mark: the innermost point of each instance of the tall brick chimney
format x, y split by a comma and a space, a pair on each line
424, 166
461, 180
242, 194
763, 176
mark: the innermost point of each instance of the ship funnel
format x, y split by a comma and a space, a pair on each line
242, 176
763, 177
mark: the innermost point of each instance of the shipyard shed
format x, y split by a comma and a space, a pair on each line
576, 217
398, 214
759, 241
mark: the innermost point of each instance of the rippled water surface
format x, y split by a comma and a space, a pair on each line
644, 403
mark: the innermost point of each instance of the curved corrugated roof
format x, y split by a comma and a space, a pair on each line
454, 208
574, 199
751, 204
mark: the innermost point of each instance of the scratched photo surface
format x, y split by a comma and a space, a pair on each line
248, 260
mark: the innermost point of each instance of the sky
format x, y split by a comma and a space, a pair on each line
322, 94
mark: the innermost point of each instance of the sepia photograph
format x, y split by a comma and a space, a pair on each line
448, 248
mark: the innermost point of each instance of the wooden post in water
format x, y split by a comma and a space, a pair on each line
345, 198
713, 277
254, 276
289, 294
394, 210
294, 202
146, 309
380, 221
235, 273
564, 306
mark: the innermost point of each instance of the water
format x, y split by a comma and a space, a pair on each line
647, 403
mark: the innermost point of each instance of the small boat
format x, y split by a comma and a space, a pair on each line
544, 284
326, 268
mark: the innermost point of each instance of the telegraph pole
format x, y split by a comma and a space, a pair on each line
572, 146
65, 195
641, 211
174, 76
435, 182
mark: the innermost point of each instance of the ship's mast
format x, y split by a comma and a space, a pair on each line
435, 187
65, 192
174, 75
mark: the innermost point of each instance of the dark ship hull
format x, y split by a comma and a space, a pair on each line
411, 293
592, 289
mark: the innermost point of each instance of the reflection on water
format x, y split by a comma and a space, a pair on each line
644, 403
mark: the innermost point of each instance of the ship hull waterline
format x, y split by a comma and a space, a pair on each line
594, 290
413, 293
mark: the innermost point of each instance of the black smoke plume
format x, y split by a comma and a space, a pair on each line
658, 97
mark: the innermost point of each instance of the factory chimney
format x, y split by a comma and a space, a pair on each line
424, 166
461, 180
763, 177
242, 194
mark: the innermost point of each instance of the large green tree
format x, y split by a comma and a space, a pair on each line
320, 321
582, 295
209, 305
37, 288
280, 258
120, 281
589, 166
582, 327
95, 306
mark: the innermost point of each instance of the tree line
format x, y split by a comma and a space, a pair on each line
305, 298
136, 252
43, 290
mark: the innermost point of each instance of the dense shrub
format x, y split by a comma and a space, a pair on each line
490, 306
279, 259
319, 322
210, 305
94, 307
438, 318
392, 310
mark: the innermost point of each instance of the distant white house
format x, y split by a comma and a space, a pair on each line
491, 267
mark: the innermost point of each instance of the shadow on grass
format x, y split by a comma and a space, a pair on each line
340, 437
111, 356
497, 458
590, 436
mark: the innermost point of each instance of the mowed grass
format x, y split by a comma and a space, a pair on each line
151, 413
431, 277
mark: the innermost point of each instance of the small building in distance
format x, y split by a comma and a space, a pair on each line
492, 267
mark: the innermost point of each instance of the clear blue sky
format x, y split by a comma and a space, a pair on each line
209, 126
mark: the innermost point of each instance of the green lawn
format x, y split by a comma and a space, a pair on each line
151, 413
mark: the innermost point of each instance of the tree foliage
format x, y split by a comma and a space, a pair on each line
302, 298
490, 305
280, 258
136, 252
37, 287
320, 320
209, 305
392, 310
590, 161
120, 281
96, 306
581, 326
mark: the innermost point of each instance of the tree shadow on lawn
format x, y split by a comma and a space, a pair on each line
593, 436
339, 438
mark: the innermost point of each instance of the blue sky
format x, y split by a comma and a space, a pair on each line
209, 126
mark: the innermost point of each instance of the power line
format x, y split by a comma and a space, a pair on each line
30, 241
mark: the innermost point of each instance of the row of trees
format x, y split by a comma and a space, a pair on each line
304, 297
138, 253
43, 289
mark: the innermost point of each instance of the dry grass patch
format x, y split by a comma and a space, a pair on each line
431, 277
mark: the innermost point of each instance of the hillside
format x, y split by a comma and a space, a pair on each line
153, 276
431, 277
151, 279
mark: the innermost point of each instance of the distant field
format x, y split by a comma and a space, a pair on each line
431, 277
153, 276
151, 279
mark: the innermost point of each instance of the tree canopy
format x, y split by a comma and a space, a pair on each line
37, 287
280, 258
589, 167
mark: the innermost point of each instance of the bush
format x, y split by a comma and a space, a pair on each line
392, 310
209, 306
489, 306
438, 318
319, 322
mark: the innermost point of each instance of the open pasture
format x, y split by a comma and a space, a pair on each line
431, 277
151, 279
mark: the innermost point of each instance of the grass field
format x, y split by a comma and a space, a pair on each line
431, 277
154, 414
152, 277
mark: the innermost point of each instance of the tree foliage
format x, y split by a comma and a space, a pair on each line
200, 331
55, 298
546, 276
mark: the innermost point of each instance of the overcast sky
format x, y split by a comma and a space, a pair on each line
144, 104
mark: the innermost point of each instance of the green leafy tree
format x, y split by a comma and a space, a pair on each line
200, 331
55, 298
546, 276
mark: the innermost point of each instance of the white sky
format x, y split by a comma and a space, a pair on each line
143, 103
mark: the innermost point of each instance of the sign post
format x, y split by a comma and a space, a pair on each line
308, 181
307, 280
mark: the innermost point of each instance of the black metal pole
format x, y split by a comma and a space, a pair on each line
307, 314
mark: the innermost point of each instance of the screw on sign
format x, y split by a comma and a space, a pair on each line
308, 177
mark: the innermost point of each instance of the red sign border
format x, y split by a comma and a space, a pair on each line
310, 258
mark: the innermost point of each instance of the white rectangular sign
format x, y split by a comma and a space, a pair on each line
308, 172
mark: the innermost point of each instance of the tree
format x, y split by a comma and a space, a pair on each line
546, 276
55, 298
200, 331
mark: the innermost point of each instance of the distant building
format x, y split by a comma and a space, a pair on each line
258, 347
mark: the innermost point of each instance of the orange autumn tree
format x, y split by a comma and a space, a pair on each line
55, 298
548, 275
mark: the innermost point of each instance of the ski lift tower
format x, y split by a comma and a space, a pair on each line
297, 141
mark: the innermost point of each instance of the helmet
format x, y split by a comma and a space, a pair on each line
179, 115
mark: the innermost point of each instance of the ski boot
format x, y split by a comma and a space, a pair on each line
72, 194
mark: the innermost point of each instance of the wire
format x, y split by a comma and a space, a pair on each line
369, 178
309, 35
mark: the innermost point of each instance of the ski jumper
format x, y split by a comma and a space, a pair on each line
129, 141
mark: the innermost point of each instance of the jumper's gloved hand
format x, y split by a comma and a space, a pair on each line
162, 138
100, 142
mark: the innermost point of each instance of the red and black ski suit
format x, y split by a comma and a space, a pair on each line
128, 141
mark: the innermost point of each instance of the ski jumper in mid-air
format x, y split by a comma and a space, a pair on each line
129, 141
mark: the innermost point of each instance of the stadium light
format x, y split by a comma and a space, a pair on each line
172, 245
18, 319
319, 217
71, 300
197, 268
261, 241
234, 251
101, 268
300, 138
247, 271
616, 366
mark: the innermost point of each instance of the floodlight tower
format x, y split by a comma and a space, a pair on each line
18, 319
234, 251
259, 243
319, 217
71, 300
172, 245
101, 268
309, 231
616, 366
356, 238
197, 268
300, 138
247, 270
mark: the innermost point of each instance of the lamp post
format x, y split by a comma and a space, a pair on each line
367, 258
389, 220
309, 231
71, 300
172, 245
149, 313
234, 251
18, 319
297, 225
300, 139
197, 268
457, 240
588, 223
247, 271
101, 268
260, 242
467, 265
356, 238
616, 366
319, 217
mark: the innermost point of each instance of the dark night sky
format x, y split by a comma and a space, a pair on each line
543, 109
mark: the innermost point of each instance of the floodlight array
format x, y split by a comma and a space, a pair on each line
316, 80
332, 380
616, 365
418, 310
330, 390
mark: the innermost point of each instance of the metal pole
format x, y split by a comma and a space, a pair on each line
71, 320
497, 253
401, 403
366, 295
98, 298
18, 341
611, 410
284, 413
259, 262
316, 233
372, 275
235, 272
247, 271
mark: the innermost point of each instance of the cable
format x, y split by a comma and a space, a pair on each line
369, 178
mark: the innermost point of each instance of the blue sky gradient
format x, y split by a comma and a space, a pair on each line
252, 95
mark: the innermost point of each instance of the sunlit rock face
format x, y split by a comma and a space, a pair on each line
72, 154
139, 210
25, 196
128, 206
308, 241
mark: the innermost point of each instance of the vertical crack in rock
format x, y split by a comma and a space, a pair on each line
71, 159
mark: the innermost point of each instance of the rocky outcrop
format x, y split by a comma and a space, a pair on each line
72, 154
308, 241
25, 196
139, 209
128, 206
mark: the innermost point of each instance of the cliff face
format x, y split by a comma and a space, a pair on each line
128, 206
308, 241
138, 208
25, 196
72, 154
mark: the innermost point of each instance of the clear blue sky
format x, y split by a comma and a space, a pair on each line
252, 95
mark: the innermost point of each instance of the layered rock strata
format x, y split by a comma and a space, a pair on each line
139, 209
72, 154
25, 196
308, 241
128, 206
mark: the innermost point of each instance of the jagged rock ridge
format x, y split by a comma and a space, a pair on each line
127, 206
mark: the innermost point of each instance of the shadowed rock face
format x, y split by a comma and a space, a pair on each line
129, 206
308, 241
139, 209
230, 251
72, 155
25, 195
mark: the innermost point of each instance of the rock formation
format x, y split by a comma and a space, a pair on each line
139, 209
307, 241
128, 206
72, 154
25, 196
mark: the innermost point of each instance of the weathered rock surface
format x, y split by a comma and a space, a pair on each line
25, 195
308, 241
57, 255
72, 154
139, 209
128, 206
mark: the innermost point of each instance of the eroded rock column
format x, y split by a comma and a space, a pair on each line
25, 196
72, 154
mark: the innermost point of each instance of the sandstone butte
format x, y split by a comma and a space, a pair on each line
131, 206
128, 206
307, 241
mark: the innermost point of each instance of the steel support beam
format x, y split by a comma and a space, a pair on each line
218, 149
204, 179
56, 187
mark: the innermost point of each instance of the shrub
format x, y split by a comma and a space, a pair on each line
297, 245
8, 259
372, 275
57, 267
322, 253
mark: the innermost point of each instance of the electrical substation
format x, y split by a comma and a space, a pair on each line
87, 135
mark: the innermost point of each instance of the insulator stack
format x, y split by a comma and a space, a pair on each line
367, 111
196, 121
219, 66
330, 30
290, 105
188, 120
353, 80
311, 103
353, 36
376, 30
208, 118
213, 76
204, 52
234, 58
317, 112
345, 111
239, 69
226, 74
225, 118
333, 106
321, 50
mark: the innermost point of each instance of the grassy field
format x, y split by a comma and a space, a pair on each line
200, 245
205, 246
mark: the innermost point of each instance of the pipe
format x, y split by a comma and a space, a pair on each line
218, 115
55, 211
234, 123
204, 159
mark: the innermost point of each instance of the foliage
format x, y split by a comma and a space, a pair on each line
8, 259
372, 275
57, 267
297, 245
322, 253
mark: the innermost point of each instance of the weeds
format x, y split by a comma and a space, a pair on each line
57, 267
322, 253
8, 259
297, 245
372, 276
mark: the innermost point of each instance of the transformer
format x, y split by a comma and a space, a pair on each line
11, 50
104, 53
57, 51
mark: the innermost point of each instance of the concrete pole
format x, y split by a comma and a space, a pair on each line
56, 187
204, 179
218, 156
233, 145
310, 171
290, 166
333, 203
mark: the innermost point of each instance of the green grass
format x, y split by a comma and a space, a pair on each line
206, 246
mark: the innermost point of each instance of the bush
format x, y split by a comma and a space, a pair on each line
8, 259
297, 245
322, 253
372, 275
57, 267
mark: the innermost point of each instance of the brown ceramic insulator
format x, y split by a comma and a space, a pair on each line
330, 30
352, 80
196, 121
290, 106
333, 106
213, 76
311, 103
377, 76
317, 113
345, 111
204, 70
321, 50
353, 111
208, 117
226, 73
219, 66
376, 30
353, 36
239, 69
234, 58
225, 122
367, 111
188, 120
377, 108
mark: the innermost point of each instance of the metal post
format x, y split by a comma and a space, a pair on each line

___

Task description
Format every line from the one containing "mark: the innermost point of each instance of the weeds" through the last line of the data, both included, as a JSON array of strings with one string per line, skipping blank lines.

Written solution
[
  "mark: the innermost point of each instance of the weeds",
  "format x, y split by a comma and a space, a pair on each line",
  "57, 267",
  "322, 253",
  "8, 259",
  "297, 245",
  "372, 276",
  "mark: the innermost point of each instance of the transformer",
  "format x, y split by a comma and a space, a pair on each line",
  "11, 50",
  "104, 53",
  "57, 51",
  "mark: the innermost point of each instance of the concrete pole",
  "format x, y split by a comma and a space, a pair on each line",
  "56, 187",
  "204, 179",
  "218, 156",
  "233, 145",
  "310, 171",
  "290, 166",
  "333, 203",
  "mark: the innermost point of each instance of the green grass",
  "format x, y split by a comma and a space, a pair on each line",
  "206, 246",
  "mark: the innermost point of each instance of the bush",
  "format x, y split by a comma and a space, a pair on each line",
  "8, 259",
  "297, 245",
  "322, 253",
  "372, 275",
  "57, 267",
  "mark: the innermost point of each instance of the brown ceramic insulator",
  "format x, y split by a comma and a space, a pair on each line",
  "330, 30",
  "352, 80",
  "196, 121",
  "290, 106",
  "333, 106",
  "213, 76",
  "311, 103",
  "377, 76",
  "317, 113",
  "345, 111",
  "204, 70",
  "321, 50",
  "353, 111",
  "208, 117",
  "226, 73",
  "219, 66",
  "376, 30",
  "353, 36",
  "239, 69",
  "234, 58",
  "225, 122",
  "367, 111",
  "188, 120",
  "377, 108",
  "mark: the innermost point of each instance of the metal post",
  "format x, y split by a comma and a space, a pair on each line"
]